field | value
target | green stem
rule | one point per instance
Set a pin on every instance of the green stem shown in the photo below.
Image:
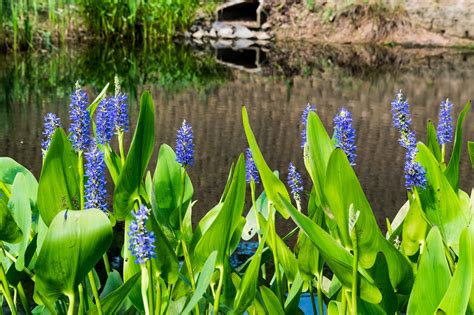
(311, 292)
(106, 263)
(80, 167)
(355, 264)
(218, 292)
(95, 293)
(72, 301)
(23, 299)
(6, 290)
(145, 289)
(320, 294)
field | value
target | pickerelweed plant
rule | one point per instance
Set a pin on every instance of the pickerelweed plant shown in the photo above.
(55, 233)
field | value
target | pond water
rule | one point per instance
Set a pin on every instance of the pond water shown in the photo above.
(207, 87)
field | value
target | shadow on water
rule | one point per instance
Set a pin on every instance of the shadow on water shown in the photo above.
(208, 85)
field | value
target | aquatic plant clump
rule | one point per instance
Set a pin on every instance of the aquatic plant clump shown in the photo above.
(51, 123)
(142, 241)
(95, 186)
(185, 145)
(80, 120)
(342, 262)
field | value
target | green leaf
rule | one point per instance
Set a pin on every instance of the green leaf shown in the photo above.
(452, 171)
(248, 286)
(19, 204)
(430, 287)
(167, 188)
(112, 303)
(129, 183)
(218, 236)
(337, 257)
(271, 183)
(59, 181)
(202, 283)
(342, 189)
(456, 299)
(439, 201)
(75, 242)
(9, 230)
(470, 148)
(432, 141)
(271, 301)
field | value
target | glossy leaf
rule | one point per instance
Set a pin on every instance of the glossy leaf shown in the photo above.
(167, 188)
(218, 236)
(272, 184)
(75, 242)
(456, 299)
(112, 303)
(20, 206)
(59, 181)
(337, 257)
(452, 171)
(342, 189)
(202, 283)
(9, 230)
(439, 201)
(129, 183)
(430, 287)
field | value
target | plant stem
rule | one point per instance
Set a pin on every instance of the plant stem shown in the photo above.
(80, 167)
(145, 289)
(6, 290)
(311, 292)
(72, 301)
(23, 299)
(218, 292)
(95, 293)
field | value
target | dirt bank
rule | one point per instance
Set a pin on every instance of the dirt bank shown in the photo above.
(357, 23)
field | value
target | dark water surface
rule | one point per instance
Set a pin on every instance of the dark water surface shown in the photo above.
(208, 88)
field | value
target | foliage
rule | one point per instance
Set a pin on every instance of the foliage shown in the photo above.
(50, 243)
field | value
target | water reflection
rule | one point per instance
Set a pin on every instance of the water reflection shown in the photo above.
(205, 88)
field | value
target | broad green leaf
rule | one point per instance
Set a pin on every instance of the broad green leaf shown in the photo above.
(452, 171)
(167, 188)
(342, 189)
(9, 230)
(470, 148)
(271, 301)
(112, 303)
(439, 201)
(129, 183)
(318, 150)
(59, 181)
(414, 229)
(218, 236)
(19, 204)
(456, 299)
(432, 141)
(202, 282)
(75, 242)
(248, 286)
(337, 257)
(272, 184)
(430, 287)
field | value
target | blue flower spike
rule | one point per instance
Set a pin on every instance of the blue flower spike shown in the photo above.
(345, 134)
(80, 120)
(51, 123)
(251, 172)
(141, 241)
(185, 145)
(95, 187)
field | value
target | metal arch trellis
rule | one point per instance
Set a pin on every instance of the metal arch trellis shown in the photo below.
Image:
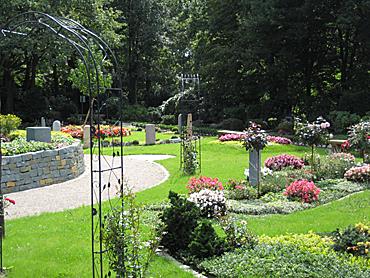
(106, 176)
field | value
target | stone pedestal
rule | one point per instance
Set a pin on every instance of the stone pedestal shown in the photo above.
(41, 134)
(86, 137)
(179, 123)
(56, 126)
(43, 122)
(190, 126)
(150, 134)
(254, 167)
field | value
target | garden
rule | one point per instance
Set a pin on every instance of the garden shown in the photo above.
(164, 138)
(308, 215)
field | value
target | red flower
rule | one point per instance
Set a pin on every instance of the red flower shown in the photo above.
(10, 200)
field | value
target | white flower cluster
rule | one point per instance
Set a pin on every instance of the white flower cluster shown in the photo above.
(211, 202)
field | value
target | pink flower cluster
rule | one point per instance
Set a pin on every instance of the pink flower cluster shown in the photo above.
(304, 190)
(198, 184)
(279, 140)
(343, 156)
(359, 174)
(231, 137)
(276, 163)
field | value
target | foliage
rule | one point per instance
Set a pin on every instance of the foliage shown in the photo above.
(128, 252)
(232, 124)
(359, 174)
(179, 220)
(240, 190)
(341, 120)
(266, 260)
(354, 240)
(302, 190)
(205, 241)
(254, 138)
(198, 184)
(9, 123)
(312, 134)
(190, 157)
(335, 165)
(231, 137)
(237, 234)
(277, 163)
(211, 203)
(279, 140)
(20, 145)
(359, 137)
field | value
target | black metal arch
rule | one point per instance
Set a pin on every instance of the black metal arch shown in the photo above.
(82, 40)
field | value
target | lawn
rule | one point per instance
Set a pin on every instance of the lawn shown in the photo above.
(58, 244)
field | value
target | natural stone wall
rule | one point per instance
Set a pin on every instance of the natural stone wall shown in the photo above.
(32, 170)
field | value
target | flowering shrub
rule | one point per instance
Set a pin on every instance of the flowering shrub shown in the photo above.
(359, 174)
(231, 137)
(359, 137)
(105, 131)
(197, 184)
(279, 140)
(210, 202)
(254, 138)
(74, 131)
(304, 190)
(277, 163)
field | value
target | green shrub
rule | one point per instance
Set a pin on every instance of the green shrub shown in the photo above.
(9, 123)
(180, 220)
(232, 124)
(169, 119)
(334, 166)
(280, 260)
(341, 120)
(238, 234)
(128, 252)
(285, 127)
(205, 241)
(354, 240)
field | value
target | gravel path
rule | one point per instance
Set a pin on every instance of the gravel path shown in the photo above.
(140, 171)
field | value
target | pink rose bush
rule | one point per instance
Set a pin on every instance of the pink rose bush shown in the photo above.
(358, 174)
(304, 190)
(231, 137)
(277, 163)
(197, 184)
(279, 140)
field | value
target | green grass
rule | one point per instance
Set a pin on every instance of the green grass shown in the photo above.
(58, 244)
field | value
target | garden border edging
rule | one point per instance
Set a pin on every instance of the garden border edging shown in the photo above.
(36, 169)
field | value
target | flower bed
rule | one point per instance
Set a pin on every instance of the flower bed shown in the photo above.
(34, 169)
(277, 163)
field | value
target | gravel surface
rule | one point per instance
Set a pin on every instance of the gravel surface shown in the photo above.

# # #

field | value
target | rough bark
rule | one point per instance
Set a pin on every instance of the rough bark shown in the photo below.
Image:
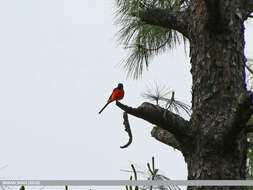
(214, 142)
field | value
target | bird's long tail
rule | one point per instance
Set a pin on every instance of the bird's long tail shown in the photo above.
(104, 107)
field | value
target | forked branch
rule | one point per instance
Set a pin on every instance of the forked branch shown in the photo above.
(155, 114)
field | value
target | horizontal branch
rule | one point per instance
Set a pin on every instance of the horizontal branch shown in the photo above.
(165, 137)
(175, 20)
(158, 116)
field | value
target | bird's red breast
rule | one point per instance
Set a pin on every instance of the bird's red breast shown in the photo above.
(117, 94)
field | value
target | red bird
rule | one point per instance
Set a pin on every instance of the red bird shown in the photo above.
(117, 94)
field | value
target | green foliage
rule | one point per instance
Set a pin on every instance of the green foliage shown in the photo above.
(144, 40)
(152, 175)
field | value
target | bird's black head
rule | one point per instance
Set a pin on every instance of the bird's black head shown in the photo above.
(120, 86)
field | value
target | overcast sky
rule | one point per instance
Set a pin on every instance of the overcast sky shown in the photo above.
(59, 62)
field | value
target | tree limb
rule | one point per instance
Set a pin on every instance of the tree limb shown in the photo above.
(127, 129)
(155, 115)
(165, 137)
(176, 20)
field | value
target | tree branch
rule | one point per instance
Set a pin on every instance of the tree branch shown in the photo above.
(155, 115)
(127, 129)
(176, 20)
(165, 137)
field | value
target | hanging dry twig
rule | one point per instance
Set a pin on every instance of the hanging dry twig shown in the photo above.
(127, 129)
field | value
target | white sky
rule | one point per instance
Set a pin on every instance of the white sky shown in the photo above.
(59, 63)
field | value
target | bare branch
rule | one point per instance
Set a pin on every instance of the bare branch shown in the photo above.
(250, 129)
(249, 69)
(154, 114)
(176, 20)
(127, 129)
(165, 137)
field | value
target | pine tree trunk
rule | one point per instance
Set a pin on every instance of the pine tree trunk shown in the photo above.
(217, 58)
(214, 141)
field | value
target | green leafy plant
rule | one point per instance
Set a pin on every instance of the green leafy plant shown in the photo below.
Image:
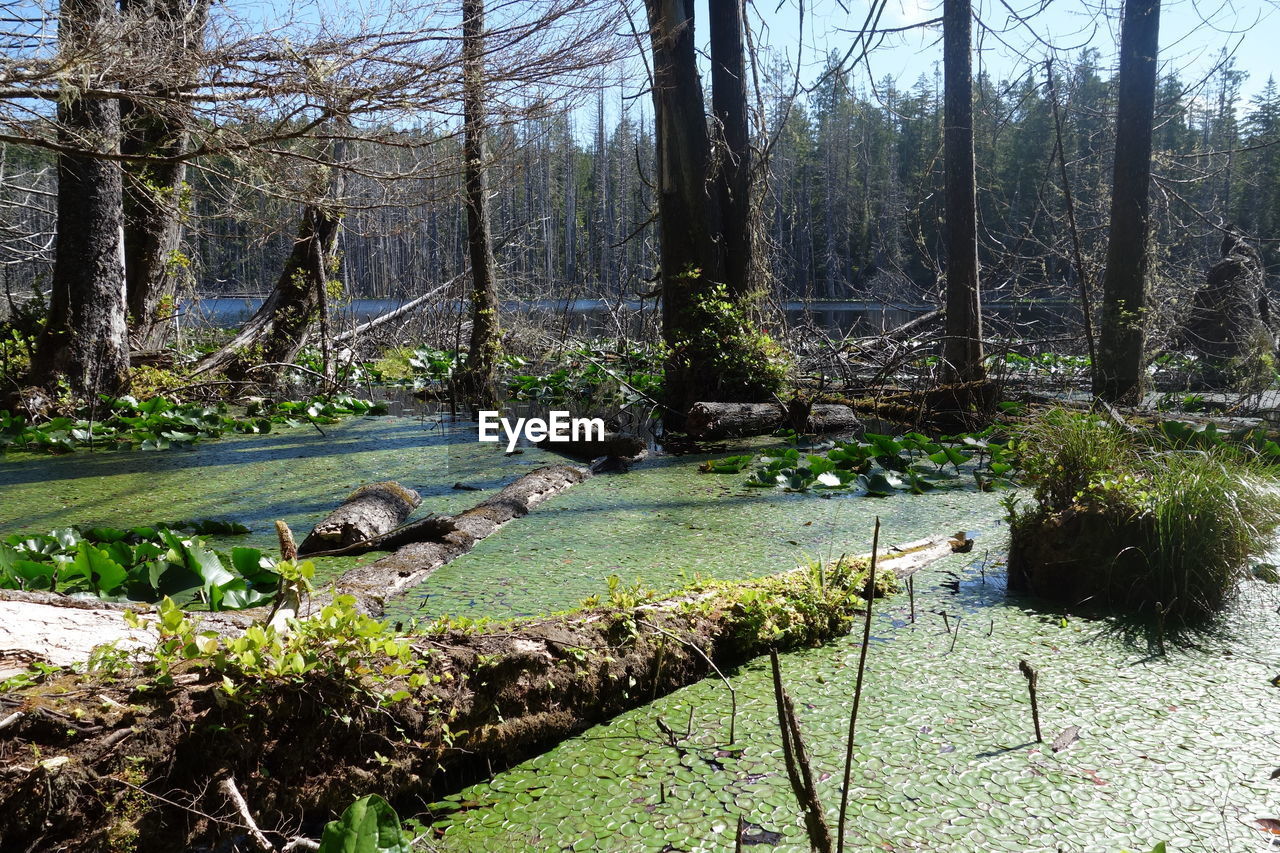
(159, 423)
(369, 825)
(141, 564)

# # #

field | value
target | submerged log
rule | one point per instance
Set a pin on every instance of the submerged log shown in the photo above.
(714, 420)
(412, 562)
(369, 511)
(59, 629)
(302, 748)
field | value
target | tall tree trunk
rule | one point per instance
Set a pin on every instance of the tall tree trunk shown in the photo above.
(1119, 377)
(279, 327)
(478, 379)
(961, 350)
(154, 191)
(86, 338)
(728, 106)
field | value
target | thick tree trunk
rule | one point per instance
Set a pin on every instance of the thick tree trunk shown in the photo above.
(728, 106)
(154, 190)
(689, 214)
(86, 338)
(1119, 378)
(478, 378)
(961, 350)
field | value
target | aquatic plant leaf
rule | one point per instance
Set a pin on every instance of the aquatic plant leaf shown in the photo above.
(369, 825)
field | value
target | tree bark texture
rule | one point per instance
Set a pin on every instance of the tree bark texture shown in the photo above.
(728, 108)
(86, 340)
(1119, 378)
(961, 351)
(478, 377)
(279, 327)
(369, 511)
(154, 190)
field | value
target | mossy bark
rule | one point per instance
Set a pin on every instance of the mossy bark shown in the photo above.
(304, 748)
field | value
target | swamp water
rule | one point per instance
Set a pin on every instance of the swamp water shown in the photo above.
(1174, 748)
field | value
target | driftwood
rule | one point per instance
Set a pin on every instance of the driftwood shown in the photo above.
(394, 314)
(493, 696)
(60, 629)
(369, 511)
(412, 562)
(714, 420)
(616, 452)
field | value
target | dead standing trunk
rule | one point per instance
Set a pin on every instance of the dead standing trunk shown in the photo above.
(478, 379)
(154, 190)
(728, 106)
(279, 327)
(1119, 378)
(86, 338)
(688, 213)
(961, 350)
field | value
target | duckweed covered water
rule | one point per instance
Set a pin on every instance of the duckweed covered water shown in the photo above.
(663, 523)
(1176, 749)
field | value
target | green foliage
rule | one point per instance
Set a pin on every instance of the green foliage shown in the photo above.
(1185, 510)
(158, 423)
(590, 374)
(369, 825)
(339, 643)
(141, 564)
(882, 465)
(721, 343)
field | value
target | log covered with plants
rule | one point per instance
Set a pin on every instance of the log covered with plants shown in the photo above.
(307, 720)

# # #

▶ [Set exercise]:
Report every line of the records above that contains the word "gravel", copying each one in full. Case counts.

▶ [Response to this exercise]:
target | gravel path
Set a pin on every instance of the gravel path shown in the photo above.
target | gravel surface
Set a pin on every instance of the gravel surface shown in the photo above.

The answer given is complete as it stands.